Work to complete:
Please pick out each line in the material below that contains the word "white" and copy those lines.

A block of data:

::::

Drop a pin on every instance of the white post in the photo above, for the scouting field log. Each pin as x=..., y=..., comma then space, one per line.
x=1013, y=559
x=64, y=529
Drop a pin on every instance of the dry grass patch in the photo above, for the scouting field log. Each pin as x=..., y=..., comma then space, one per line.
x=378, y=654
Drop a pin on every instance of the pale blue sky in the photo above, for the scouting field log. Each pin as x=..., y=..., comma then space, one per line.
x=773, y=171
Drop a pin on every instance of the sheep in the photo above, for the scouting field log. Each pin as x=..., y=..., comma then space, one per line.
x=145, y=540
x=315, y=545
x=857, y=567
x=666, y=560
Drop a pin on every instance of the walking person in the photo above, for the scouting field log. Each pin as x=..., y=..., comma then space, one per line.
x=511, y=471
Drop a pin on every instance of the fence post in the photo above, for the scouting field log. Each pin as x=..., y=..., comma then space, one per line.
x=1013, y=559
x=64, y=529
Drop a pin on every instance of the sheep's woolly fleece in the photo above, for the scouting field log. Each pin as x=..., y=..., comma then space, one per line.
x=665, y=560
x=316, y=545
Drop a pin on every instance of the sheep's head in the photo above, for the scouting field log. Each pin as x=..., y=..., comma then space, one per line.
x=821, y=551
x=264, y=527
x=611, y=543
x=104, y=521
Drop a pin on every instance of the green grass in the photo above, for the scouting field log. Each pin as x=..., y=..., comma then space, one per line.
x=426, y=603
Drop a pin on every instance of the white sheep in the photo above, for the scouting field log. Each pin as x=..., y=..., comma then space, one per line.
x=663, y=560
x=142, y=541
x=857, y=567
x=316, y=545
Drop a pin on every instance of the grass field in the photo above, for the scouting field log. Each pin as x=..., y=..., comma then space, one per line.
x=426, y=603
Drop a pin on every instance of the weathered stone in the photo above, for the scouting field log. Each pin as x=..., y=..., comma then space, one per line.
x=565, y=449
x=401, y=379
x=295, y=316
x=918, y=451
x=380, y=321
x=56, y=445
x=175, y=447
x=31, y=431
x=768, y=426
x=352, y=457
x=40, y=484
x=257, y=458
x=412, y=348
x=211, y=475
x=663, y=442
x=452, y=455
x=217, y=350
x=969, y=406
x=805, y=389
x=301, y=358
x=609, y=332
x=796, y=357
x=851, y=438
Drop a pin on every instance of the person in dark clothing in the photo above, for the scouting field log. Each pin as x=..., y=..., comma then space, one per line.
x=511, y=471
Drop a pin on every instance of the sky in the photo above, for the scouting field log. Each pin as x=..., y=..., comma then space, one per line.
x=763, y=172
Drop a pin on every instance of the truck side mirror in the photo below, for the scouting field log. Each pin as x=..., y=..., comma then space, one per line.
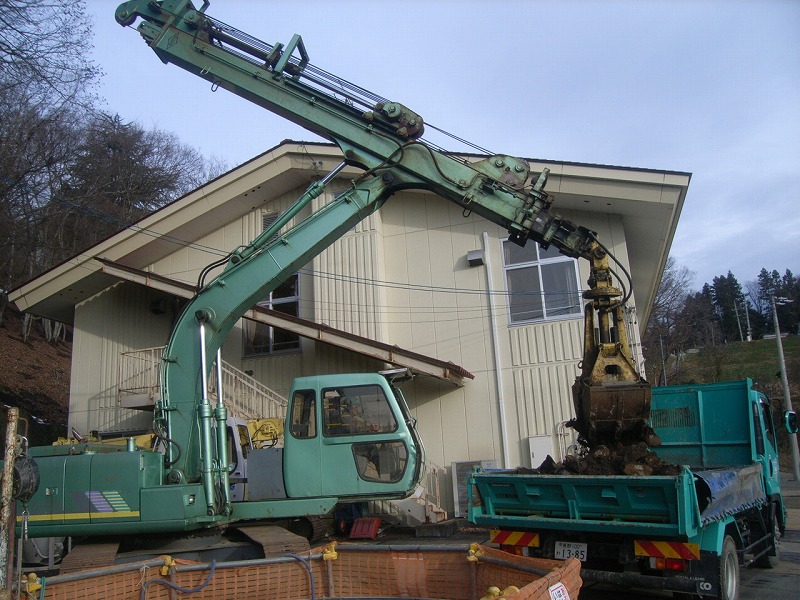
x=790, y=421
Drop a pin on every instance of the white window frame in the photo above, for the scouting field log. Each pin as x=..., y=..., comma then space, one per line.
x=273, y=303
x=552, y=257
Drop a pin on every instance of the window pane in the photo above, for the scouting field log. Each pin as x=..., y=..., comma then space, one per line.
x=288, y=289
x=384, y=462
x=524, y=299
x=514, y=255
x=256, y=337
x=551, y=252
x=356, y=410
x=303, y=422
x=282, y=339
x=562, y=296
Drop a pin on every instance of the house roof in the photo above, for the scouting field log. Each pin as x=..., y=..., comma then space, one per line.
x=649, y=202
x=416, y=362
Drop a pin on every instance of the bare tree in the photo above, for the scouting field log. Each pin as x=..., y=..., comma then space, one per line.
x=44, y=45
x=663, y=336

::::

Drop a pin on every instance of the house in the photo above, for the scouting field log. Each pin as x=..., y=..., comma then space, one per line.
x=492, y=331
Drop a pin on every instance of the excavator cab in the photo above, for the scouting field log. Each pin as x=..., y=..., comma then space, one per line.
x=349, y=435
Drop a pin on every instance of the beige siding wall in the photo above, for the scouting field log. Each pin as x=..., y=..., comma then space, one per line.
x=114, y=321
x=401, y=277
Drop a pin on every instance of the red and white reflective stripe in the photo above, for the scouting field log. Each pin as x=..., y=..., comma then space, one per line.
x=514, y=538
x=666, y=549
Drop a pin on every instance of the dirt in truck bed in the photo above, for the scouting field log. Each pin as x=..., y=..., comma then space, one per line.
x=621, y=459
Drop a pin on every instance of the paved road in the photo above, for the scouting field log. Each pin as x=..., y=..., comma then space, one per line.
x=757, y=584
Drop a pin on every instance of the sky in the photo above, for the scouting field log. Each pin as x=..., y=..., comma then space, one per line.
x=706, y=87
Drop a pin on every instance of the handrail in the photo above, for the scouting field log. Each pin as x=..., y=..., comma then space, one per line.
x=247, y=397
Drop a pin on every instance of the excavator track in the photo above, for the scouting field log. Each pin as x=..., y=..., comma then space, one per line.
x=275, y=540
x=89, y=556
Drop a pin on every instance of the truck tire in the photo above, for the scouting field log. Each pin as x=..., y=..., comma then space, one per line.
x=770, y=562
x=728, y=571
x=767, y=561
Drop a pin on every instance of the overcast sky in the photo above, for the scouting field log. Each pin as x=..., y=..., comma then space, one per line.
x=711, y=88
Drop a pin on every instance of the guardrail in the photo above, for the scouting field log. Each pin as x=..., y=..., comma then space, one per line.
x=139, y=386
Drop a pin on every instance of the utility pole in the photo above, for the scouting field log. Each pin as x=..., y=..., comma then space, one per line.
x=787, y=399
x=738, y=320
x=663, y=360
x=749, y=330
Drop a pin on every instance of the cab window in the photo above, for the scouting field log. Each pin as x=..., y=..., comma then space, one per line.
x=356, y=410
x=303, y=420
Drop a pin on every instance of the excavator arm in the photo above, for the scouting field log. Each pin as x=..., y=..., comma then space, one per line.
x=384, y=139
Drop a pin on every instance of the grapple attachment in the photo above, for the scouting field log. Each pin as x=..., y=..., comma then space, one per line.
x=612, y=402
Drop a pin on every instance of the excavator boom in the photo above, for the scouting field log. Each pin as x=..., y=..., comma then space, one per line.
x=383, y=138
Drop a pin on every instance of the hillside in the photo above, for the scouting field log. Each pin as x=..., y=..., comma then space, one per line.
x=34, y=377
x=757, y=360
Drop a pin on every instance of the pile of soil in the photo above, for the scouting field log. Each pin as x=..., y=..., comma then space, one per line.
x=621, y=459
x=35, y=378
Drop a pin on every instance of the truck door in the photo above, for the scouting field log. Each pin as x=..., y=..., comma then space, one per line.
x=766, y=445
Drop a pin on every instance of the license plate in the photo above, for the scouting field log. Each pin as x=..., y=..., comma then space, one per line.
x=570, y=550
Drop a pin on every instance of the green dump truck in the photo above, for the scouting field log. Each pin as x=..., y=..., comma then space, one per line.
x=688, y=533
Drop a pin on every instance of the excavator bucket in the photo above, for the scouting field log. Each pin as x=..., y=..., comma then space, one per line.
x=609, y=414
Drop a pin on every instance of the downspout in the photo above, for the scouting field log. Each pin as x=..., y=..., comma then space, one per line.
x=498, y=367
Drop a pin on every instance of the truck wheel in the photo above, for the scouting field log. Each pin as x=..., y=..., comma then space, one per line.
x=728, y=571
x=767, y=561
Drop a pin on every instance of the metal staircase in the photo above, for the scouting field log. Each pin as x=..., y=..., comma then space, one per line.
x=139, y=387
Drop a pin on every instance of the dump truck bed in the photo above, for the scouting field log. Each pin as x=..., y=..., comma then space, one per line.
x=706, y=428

::::

Output of the task:
Drop a pin on every instance of the white post in the photo above, for the scouting field log. Each pin as x=..., y=..., comma then space, one per line.
Drop a pin on every instance of the white sheep in the photo above, for the scouting field log. Each pin as x=..., y=..., comma then space, one per line.
Drop a pin on every instance of the white window frame in the photo above, for the scouting field log. Each pin as x=..., y=..., comma then space, one per line.
Drop a pin on every instance of the red and white reflective stripe in the photo above, for the scouting field log. Each pin as x=..., y=..., comma then space, one per line.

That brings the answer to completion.